Text –
◇ ◇ ◇ ◇ ◇ ◇ ◇

The Sacred Marriage - Lecture II

The Narrow Gate

We’re talking in this series of lectures about an ancient mythological symbol called the hieros gamos or the sacred marriage. Eventually – at some other time of the year; we don’t have enough Saturdays here in June to accomplish our full objective in this particular series of lectures – we will set forth the philosophical translation of the myth found in pagan philosophy, and how the theological dogma of the Church answered that with its own “theological philosophy”. But since the myth is a picture, and philosophy is a concept, the myth is easier to grasp for those uninitiated in philosophy. We are hoping that having the mythological picture of the sacred marriage firmly “in hand” will make it easier to understand the intellectual concepts of philosophy and the dogmatic teaching of the Church, so that we can begin to be properly awed at the sight of the glorious vision of the Gospel.

◇ ◇ ◇ ◇ ◇ ◇ ◇

Supplied records –
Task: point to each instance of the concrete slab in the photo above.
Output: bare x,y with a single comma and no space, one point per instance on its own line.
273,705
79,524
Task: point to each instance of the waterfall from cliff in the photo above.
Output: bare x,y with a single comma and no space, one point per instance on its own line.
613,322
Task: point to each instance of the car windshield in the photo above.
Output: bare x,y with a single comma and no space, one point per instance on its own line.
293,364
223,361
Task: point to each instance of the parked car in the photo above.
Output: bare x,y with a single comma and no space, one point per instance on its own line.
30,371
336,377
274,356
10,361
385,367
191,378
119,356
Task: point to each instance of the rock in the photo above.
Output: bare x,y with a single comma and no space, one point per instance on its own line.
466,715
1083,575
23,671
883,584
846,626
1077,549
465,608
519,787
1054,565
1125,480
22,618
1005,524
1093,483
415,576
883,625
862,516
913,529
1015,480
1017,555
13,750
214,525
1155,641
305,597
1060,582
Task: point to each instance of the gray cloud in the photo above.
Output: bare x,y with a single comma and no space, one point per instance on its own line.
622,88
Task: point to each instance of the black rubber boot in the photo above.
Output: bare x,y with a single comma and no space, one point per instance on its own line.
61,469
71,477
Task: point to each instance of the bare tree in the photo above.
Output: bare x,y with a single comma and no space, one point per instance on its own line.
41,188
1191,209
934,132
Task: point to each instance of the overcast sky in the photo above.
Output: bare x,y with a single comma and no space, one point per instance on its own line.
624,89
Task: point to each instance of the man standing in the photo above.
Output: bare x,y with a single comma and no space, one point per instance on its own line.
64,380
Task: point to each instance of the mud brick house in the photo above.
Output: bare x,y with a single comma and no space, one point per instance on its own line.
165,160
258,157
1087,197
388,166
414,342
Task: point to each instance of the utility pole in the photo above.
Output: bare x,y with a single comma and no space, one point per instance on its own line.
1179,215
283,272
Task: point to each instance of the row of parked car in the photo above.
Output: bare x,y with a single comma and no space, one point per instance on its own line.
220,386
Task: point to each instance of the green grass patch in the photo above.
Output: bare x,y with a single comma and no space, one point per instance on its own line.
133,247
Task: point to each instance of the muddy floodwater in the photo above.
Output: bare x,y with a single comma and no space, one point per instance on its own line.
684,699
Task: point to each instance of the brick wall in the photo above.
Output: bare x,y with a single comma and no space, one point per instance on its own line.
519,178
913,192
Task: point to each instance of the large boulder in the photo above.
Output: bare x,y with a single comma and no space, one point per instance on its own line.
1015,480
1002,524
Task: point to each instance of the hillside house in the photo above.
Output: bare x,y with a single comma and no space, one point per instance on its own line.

◇ ◇ ◇ ◇ ◇ ◇ ◇

To do –
[1] Copy out, word for word, the stretch of the lecture from "We’re talking in" through "of the Gospel.".
[2] According to the lecture, what ancient mythological symbol is this series of lectures about?
[3] Explain why the lecture deals with the myth of the sacred marriage before the philosophical and theological concepts.

Answers for the tasks –
[1]
We’re talking in this series of lectures about an ancient mythological symbol called the hieros gamos or the sacred marriage. Eventually – at some other time of the year; we don’t have enough Saturdays here in June to accomplish our full objective in this particular series of lectures – we will set forth the philosophical translation of the myth found in pagan philosophy, and how the theological dogma of the Church answered that with its own “theological philosophy”. But since the myth is a picture, and philosophy is a concept, the myth is easier to grasp for those uninitiated in philosophy. We are hoping that having the mythological picture of the sacred marriage firmly “in hand” will make it easier to understand the intellectual concepts of philosophy and the dogmatic teaching of the Church, so that we can begin to be properly awed at the sight of the glorious vision of the Gospel.

[2] The hieros gamos, or the sacred marriage.

[3] The myth is a picture, while philosophy is a concept, so the myth is easier to grasp for people uninitiated in philosophy. Having the mythological picture firmly in hand is meant to make the intellectual concepts of philosophy and the dogmatic teaching of the Church easier to understand.